§ WORK INSTRUCTION
Reproduce the lines of the items verbatim, beginning at the start of the items and continuing through the line containing "box: [68, 92, 210, 411]", with both ends included. Omit the pictures from your answer.

Saved entries
▬▬▬▬▬▬

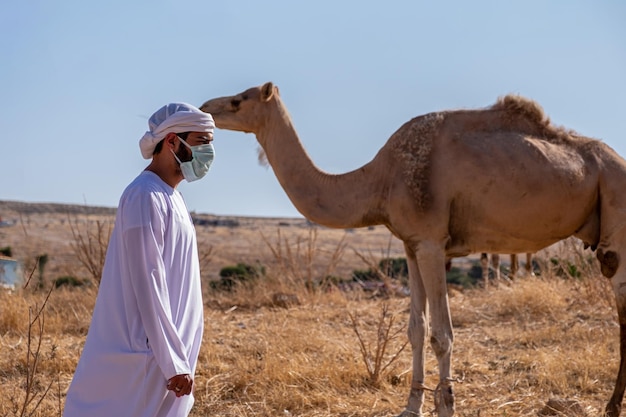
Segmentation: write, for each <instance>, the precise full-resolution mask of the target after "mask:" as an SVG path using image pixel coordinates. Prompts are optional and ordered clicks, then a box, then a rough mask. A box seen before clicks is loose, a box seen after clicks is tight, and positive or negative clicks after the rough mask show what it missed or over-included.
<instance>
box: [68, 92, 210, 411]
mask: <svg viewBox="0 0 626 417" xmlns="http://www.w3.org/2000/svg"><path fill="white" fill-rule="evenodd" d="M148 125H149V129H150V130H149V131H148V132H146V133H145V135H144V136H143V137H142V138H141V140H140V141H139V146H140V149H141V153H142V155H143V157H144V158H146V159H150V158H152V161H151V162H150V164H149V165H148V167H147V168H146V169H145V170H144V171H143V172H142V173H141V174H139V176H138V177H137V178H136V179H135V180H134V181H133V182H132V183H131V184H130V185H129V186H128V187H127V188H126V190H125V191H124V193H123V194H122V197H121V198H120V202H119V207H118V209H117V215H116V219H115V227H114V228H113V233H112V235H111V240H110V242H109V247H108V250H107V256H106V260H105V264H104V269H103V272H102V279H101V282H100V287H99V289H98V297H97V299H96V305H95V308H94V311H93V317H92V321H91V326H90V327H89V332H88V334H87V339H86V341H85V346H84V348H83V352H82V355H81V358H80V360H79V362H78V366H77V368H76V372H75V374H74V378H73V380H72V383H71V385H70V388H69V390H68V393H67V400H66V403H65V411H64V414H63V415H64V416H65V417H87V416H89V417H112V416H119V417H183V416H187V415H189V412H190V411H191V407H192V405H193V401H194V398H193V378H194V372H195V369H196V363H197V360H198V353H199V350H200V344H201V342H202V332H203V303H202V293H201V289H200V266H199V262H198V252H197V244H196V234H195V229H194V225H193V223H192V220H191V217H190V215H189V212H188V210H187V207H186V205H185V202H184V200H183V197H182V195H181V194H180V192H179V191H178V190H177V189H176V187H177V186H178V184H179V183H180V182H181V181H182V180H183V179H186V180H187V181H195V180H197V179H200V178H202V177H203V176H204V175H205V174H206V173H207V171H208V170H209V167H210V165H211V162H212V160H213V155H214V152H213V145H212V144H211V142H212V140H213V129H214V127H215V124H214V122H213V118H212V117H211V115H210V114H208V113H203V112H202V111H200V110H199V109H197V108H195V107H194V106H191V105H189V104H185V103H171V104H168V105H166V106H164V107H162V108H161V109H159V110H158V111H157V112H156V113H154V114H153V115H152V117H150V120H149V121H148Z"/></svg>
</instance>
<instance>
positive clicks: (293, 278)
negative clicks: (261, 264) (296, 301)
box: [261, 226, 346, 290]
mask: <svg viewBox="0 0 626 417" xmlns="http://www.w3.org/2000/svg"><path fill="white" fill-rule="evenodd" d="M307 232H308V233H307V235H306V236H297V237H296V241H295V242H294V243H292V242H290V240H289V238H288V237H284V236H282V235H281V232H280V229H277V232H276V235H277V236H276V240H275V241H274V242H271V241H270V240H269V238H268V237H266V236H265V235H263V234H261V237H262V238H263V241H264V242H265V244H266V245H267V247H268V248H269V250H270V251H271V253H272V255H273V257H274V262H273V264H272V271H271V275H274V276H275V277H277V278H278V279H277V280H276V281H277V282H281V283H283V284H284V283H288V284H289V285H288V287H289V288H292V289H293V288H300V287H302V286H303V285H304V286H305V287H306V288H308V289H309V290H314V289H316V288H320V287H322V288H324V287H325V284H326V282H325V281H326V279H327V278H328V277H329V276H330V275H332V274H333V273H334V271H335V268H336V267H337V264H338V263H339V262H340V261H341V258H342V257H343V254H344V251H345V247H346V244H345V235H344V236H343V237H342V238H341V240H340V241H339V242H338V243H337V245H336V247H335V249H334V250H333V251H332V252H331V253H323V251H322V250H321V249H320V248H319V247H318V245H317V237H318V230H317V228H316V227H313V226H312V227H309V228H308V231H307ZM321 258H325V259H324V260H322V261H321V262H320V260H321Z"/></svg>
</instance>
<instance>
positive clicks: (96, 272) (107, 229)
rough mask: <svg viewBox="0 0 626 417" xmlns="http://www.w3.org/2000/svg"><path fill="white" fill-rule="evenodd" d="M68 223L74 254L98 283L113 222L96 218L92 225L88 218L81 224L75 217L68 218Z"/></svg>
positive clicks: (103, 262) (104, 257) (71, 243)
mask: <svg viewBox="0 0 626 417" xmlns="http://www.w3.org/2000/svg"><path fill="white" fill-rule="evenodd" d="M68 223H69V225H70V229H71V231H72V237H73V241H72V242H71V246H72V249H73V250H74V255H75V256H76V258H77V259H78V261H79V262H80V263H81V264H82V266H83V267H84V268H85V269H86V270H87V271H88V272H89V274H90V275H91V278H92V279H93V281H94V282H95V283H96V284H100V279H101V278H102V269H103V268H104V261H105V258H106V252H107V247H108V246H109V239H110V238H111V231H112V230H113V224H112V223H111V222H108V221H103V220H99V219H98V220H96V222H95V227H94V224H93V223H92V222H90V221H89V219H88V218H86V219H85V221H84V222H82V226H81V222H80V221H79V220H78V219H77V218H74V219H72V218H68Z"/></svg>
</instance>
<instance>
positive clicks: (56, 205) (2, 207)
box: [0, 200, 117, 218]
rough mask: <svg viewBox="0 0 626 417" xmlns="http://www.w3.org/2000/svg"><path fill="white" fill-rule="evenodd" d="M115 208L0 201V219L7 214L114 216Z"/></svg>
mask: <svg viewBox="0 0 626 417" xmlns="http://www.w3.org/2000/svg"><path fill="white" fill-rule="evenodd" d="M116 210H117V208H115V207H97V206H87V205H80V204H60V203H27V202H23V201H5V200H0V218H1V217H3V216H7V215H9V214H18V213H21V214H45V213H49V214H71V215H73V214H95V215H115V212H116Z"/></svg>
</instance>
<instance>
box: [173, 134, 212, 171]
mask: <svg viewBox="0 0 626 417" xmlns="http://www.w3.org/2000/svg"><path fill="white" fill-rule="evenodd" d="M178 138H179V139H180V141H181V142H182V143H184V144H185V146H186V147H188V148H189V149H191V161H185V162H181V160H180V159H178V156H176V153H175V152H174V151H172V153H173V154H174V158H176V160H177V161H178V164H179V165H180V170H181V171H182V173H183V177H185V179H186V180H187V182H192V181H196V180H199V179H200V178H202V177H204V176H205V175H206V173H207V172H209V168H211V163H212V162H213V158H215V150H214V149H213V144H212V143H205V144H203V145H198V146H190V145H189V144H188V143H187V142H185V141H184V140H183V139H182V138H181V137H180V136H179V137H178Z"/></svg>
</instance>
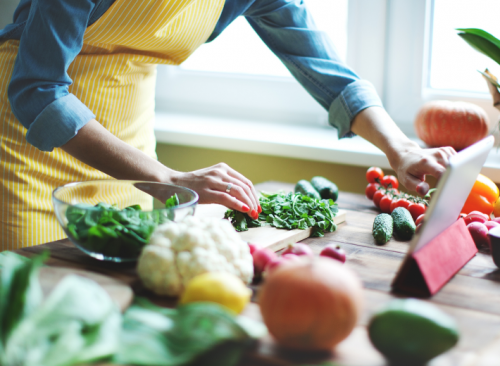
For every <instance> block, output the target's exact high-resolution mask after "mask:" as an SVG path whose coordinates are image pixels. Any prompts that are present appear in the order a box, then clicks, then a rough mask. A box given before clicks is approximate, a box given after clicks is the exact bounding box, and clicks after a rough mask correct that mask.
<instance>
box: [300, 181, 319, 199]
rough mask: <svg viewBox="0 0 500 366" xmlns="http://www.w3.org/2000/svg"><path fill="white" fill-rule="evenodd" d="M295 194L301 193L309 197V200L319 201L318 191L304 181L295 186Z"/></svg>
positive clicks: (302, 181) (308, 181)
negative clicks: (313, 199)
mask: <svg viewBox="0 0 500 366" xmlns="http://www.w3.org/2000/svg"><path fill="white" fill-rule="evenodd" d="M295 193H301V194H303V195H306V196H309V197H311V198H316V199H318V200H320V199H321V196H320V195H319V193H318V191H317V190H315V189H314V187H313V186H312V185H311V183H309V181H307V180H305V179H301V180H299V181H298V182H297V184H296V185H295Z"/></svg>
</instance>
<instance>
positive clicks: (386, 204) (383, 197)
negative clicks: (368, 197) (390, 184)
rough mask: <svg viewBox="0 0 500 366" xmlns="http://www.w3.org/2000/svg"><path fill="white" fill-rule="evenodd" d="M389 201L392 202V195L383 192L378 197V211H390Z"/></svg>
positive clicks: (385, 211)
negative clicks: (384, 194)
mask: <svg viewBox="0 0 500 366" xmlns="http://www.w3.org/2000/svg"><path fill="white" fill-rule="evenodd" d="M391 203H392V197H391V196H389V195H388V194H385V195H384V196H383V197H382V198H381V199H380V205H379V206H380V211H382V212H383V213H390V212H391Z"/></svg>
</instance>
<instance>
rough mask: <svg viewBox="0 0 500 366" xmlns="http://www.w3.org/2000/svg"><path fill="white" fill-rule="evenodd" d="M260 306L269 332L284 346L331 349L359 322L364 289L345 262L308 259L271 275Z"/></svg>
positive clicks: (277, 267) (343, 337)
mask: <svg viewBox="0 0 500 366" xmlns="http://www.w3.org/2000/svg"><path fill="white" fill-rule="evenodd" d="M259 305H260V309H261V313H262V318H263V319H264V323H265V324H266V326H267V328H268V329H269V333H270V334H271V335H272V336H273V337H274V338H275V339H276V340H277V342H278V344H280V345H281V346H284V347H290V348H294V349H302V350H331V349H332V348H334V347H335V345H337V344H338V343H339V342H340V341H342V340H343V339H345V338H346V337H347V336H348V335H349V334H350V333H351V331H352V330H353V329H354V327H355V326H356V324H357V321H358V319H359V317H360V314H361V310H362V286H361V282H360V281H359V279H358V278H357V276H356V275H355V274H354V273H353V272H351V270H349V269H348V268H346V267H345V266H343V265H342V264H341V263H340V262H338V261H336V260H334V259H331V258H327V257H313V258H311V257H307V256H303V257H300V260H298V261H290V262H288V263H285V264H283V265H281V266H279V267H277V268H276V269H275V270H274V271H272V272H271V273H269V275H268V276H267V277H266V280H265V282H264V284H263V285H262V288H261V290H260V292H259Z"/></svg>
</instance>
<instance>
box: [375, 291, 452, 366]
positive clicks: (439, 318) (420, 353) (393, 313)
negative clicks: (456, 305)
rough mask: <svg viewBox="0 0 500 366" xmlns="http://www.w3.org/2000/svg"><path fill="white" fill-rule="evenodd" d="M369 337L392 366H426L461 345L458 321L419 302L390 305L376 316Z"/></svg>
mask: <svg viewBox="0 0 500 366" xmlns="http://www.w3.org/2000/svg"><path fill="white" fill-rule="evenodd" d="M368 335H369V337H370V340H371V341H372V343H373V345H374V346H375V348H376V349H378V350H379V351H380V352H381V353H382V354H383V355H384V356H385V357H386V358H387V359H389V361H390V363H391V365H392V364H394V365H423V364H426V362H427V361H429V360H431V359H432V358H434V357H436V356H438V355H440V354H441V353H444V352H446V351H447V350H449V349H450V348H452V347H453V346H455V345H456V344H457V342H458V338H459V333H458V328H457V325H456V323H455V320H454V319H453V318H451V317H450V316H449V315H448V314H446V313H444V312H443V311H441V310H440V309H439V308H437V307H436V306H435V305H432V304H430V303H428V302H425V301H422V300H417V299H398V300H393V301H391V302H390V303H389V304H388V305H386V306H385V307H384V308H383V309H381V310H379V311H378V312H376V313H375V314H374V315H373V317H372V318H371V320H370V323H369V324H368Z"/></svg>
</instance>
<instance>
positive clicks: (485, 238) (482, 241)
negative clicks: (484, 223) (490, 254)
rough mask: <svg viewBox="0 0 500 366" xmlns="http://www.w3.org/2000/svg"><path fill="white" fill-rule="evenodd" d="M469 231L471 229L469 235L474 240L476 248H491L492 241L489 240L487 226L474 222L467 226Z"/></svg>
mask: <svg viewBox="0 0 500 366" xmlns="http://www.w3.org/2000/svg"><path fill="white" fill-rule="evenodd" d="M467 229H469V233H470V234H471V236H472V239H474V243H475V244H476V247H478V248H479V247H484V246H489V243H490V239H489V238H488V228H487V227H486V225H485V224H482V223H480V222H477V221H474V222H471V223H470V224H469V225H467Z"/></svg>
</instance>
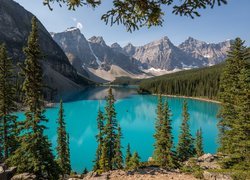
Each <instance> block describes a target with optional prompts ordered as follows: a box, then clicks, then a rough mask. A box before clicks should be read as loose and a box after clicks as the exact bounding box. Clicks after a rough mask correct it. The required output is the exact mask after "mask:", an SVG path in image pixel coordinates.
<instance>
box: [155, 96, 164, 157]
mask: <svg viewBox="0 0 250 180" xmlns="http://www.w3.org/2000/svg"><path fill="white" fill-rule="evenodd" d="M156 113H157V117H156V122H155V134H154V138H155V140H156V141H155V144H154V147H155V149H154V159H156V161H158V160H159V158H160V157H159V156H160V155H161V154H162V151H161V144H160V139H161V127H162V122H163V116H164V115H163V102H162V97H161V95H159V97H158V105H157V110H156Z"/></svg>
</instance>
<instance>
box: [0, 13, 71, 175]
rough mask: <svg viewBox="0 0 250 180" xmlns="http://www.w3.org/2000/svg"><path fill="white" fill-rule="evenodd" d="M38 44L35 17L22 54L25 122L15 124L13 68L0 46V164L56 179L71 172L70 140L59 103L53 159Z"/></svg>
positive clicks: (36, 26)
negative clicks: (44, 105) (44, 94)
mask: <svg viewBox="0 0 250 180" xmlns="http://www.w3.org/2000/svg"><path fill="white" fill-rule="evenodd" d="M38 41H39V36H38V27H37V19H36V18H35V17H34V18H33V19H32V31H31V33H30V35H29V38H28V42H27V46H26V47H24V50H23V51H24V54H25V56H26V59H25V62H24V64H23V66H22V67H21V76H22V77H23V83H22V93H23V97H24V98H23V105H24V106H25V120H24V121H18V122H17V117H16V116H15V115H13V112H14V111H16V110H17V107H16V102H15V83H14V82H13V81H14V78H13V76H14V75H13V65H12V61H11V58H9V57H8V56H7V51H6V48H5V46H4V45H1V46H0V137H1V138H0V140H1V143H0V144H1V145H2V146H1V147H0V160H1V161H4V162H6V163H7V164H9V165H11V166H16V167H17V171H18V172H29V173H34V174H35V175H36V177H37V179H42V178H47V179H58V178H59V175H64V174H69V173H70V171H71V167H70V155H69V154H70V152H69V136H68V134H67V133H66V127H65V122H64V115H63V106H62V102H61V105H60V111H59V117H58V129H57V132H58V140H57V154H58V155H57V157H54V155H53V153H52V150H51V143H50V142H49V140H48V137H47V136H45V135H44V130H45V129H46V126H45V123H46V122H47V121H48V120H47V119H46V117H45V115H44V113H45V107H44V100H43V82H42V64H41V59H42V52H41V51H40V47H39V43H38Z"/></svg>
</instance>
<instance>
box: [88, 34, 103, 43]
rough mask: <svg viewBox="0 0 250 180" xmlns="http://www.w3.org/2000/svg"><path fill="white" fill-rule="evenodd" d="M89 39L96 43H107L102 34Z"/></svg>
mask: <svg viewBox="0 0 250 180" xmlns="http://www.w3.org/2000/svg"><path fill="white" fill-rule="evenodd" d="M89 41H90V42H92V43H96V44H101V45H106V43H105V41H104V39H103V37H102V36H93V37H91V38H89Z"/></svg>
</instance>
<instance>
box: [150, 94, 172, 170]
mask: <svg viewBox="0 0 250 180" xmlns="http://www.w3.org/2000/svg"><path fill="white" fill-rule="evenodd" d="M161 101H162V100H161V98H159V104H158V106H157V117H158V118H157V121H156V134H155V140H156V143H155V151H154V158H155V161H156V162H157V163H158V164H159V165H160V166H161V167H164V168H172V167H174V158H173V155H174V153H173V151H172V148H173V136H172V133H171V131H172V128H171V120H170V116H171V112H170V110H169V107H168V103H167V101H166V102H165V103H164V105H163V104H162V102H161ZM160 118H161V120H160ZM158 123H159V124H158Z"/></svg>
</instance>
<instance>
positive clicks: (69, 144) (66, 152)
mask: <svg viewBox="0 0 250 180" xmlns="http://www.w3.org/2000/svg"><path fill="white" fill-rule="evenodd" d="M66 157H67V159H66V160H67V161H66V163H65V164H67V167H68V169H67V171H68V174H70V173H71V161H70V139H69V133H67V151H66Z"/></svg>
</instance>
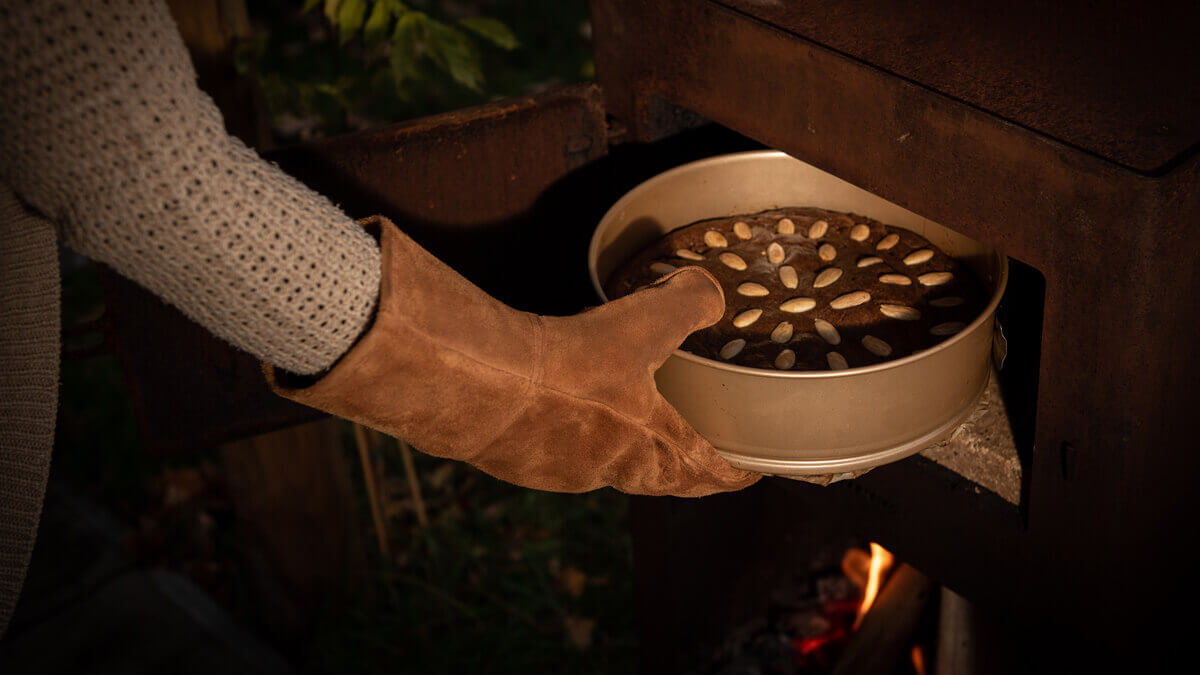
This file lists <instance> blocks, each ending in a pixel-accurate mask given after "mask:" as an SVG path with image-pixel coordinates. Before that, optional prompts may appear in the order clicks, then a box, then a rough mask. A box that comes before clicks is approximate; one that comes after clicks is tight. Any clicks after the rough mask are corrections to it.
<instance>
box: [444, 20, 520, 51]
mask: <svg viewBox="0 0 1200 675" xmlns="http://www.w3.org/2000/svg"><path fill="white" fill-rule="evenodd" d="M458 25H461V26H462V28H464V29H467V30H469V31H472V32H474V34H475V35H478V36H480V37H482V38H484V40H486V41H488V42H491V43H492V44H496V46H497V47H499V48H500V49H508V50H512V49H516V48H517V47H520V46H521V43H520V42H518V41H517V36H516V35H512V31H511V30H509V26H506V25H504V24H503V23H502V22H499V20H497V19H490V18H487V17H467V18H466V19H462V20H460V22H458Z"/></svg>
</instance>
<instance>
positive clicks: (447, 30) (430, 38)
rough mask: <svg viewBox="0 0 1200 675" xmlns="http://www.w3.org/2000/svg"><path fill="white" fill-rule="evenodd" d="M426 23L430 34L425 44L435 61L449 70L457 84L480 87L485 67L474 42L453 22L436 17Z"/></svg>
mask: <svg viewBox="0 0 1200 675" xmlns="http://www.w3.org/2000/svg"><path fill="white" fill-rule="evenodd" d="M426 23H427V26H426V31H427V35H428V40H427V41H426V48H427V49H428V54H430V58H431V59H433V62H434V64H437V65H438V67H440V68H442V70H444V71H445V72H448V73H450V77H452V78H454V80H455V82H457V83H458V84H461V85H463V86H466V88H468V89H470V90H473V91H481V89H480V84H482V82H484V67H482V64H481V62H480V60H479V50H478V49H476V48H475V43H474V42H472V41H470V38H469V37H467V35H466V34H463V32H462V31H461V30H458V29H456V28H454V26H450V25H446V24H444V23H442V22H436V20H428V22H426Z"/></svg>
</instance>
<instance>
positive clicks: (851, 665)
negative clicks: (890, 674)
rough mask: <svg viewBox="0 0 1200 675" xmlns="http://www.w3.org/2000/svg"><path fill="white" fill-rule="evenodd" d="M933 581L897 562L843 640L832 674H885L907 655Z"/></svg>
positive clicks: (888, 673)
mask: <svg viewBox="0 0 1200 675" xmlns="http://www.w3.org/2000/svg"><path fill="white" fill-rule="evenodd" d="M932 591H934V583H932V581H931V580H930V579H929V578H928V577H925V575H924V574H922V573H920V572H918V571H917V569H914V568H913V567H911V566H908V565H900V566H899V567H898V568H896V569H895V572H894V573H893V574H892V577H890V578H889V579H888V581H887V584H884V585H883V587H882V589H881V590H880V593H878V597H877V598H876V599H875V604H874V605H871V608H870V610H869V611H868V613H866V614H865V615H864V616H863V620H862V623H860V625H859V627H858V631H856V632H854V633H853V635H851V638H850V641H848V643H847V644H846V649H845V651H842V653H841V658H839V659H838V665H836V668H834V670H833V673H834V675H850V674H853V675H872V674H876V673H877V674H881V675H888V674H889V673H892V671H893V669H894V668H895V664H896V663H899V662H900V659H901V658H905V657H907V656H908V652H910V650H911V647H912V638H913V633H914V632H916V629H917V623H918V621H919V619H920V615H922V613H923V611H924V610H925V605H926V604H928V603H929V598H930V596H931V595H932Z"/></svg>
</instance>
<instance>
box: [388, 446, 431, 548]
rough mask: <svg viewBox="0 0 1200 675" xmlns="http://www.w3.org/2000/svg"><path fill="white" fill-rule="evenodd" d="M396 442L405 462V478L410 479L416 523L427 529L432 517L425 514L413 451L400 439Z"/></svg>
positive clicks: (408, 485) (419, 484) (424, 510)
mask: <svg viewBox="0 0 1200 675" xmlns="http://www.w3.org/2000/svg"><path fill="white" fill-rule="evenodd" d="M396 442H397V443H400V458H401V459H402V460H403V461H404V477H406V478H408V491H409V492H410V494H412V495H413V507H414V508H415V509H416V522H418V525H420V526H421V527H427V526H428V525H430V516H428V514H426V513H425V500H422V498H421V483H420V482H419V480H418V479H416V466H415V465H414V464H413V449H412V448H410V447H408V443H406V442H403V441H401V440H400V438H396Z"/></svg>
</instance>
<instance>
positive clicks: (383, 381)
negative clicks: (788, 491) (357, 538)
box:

▬▬▬▬▬▬

§ SOLUTION
Segmentation: write, for each <instance>, the precise full-resolution mask of the target after "mask:" as an SVG path using image pixel coordinates. Prompts are optional and ordered clicks, then a box, then a rough mask. A box seen before clicks is loose, a box seen after clicks is tight, and positive or negative clicks after the rough mask show what it missed or over-included.
<instance>
box: [68, 92, 210, 411]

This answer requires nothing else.